Exercise directions: Give back the entries in full, exactly as they are written.

(Collected data)
┏━━
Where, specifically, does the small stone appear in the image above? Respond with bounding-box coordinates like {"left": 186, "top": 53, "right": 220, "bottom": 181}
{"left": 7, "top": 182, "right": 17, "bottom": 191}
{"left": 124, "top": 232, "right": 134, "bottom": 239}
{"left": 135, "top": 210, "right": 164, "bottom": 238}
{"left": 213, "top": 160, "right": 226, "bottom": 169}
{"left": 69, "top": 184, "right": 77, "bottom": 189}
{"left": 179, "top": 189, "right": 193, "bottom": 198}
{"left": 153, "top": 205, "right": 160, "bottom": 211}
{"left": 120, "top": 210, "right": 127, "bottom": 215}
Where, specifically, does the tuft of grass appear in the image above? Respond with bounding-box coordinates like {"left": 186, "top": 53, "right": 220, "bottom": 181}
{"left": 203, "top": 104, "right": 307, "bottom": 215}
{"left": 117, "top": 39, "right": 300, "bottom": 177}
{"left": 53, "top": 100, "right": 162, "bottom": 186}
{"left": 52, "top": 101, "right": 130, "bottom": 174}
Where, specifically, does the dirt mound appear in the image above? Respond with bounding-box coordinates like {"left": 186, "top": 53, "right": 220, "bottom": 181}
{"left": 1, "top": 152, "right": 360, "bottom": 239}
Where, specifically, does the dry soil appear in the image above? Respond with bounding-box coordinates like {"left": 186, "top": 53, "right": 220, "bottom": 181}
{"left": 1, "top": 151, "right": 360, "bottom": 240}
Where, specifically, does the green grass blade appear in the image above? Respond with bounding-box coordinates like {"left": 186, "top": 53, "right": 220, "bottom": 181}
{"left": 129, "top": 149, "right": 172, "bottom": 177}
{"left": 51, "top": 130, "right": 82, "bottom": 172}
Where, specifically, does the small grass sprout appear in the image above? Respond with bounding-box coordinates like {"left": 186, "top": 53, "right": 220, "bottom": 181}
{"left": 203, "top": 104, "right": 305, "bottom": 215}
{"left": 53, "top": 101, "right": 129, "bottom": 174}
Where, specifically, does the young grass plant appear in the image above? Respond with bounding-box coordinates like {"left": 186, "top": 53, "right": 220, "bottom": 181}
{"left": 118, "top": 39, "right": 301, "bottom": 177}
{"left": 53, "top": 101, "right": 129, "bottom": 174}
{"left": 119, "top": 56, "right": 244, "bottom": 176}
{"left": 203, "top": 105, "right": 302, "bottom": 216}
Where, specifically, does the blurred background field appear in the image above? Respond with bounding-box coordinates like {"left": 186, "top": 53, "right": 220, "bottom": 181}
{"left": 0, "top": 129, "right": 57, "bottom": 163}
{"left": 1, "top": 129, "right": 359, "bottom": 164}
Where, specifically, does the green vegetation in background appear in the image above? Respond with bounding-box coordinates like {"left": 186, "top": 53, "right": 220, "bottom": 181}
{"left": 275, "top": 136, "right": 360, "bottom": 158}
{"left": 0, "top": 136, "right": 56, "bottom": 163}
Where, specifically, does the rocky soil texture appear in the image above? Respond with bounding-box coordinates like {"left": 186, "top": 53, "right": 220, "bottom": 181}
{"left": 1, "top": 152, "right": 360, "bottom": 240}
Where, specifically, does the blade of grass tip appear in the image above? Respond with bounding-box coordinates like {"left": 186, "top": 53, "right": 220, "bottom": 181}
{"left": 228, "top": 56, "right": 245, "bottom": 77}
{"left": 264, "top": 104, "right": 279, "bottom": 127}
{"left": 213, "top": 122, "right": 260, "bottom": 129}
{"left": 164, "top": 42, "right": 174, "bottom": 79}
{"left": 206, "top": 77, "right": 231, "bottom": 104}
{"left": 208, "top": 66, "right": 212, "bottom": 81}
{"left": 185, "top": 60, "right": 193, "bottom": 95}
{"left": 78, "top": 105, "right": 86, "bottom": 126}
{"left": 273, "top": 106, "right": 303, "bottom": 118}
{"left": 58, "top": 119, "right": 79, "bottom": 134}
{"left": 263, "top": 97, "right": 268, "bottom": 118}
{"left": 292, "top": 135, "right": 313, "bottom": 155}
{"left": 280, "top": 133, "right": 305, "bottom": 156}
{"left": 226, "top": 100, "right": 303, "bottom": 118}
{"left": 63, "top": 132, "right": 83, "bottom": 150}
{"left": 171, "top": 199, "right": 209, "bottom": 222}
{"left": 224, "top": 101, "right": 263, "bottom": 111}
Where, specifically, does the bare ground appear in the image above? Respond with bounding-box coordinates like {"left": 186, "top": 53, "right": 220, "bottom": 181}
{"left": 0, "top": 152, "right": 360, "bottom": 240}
┗━━
Answer section:
Where, specifically, does the small stone appear in the image above? Respond with bounding-box coordinates like {"left": 186, "top": 53, "right": 220, "bottom": 181}
{"left": 7, "top": 182, "right": 17, "bottom": 191}
{"left": 124, "top": 232, "right": 134, "bottom": 239}
{"left": 135, "top": 210, "right": 164, "bottom": 238}
{"left": 213, "top": 160, "right": 226, "bottom": 169}
{"left": 69, "top": 184, "right": 77, "bottom": 189}
{"left": 179, "top": 189, "right": 193, "bottom": 198}
{"left": 153, "top": 205, "right": 160, "bottom": 211}
{"left": 120, "top": 210, "right": 127, "bottom": 215}
Where, specifically, does the tuft of grass appear in the image above? Respond with bounding-box coordinates like {"left": 186, "top": 53, "right": 220, "bottom": 181}
{"left": 203, "top": 104, "right": 307, "bottom": 215}
{"left": 117, "top": 39, "right": 300, "bottom": 177}
{"left": 53, "top": 100, "right": 162, "bottom": 186}
{"left": 52, "top": 101, "right": 130, "bottom": 174}
Where, specifically, does the dirt mound appear in the image above? Respond with bounding-box coordinates like {"left": 186, "top": 53, "right": 220, "bottom": 181}
{"left": 1, "top": 152, "right": 360, "bottom": 239}
Where, specifically, does the dry soil appear in the image above? Respond with bounding-box coordinates like {"left": 186, "top": 53, "right": 220, "bottom": 181}
{"left": 1, "top": 151, "right": 360, "bottom": 240}
Where, specifically, does the green grass blade appear in the image above? Respond with bounding-box coordinates like {"left": 186, "top": 53, "right": 220, "bottom": 181}
{"left": 129, "top": 149, "right": 172, "bottom": 177}
{"left": 51, "top": 130, "right": 82, "bottom": 172}
Where, specifically, does the small grass sprout appear in the image above? Respond with bounding-box coordinates like {"left": 186, "top": 53, "right": 220, "bottom": 181}
{"left": 203, "top": 104, "right": 305, "bottom": 215}
{"left": 53, "top": 101, "right": 129, "bottom": 174}
Where, specifically, does the young grass plant appear in the image above? Respond with bounding-box coordinates like {"left": 186, "top": 53, "right": 220, "bottom": 181}
{"left": 118, "top": 39, "right": 301, "bottom": 177}
{"left": 53, "top": 101, "right": 129, "bottom": 174}
{"left": 119, "top": 56, "right": 244, "bottom": 176}
{"left": 203, "top": 105, "right": 302, "bottom": 216}
Where, specifically, does the blurred background field appear in the image above? Respond with bounding-box coordinates like {"left": 186, "top": 53, "right": 220, "bottom": 181}
{"left": 0, "top": 129, "right": 57, "bottom": 163}
{"left": 1, "top": 129, "right": 359, "bottom": 164}
Where, specifically, does the green vegetation in background appear in the image above? Respond with bounding-box coordinates like {"left": 186, "top": 53, "right": 220, "bottom": 181}
{"left": 275, "top": 136, "right": 360, "bottom": 158}
{"left": 0, "top": 136, "right": 56, "bottom": 163}
Where, specifically, does the rocky soil texture appear in the image above? Respond with bounding-box coordinates like {"left": 186, "top": 53, "right": 220, "bottom": 181}
{"left": 1, "top": 152, "right": 360, "bottom": 240}
Where, specifically, does the blade of grass tip appear in the image above? Respond with bounding-box coordinates like {"left": 186, "top": 53, "right": 220, "bottom": 181}
{"left": 228, "top": 56, "right": 245, "bottom": 77}
{"left": 264, "top": 104, "right": 279, "bottom": 127}
{"left": 213, "top": 122, "right": 260, "bottom": 129}
{"left": 164, "top": 42, "right": 174, "bottom": 79}
{"left": 206, "top": 77, "right": 231, "bottom": 104}
{"left": 208, "top": 66, "right": 212, "bottom": 81}
{"left": 185, "top": 60, "right": 193, "bottom": 95}
{"left": 78, "top": 105, "right": 86, "bottom": 126}
{"left": 273, "top": 106, "right": 303, "bottom": 118}
{"left": 58, "top": 119, "right": 79, "bottom": 134}
{"left": 263, "top": 97, "right": 268, "bottom": 118}
{"left": 292, "top": 135, "right": 313, "bottom": 155}
{"left": 280, "top": 133, "right": 305, "bottom": 156}
{"left": 226, "top": 100, "right": 303, "bottom": 118}
{"left": 63, "top": 132, "right": 83, "bottom": 150}
{"left": 171, "top": 199, "right": 209, "bottom": 222}
{"left": 224, "top": 101, "right": 263, "bottom": 111}
Where, specifically, does the bare ground appear in the image above? Respond with bounding-box coordinates like {"left": 186, "top": 53, "right": 220, "bottom": 181}
{"left": 0, "top": 152, "right": 360, "bottom": 240}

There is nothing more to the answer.